TASK DESCRIPTION
Render every line of the records below as a Markdown table with two columns, Row and Line, giving each line's number and its text and omitting blank lines.

RECORD LIST
• • • • •

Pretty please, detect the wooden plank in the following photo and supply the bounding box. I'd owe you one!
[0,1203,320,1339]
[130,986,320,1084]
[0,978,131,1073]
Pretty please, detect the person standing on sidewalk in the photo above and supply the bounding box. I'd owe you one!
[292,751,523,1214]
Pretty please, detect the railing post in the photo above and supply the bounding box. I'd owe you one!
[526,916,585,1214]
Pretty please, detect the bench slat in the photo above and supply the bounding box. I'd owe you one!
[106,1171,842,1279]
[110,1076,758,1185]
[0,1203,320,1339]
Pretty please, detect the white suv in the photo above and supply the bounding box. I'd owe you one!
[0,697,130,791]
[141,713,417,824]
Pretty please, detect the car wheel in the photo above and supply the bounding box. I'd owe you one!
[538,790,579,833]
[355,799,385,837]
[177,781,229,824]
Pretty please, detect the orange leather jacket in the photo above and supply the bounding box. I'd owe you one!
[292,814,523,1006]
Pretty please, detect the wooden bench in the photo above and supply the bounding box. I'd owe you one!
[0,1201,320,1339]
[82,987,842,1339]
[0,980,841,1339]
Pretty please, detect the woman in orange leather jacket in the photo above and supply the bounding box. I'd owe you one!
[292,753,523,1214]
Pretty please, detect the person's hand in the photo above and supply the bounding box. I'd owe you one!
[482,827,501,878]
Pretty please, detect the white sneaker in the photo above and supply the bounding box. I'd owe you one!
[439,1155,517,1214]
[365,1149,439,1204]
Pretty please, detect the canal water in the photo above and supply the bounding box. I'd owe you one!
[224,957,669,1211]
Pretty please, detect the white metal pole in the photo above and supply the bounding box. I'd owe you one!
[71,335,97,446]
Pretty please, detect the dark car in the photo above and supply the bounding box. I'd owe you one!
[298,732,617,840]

• • • • •

TASK RESPONSE
| Row | Line |
|---|---|
| 1 | Pretty please, detect the wooden plank in the following photo and supply the bounding box. I'd owe you one! |
| 2 | [0,1203,320,1339] |
| 3 | [130,986,320,1084] |
| 4 | [0,978,131,1073] |
| 5 | Pretty please, detect the person standing on sidewalk in the photo above and supply the bounding box. I'd owe you one! |
| 6 | [292,751,523,1214] |
| 7 | Pretty please, detect the railing post in the photo above and supply the bounding box. I'd owe you one! |
| 8 | [526,916,585,1214] |
| 9 | Pretty please, detect the bench slat in the photo above and supply the bounding box. I'd owe you one! |
| 10 | [106,1171,842,1279] |
| 11 | [110,1076,758,1185] |
| 12 | [0,1203,320,1339] |
| 13 | Pretty please, detect the white suv in the photo above and supply the bounding box. I'd owe you one! |
| 14 | [0,697,130,791] |
| 15 | [141,713,417,824] |
| 16 | Pretty please, detect the car wheel in the photo above and supply the bounding box. I'd owe you one! |
| 17 | [538,790,579,833] |
| 18 | [355,799,385,837] |
| 19 | [177,781,229,824] |
| 20 | Pretty please, detect the orange leather jacket in the photo above and supply the bounding box. I'd owe you one! |
| 21 | [292,814,523,1006] |
| 22 | Pretty please, detect the wooden bench in the photo above and supply the bounding box. I'd owe you one! |
| 23 | [0,1201,320,1339] |
| 24 | [82,987,842,1339] |
| 25 | [0,980,841,1339] |
| 26 | Pretty please, detect the woman in orange leather jacket in the photo above and supply the bounding box. I'd owe you one! |
| 27 | [292,753,523,1214] |
| 28 | Pretty please, detect the person's hand in the photo above and supply the bounding box. I'd owe you one! |
| 29 | [482,827,501,878] |
| 30 | Pretty please, detect the white sneaker in the photo above and supply the bounding box. I'd owe you one! |
| 31 | [439,1155,517,1214] |
| 32 | [365,1149,439,1204] |
| 33 | Pretty please, detect the canal water in the photo above and supply the bounding box. I'd owe you one! |
| 34 | [224,957,669,1211] |
| 35 | Pretty please, detect the white metal pole in the photo above and supply the bounding box. I'd owe you one! |
| 36 | [71,335,97,446] |
| 37 | Pretty please, detect the dark car in the photo above and supply the bounding box. I'd owe you one! |
| 38 | [298,732,617,840] |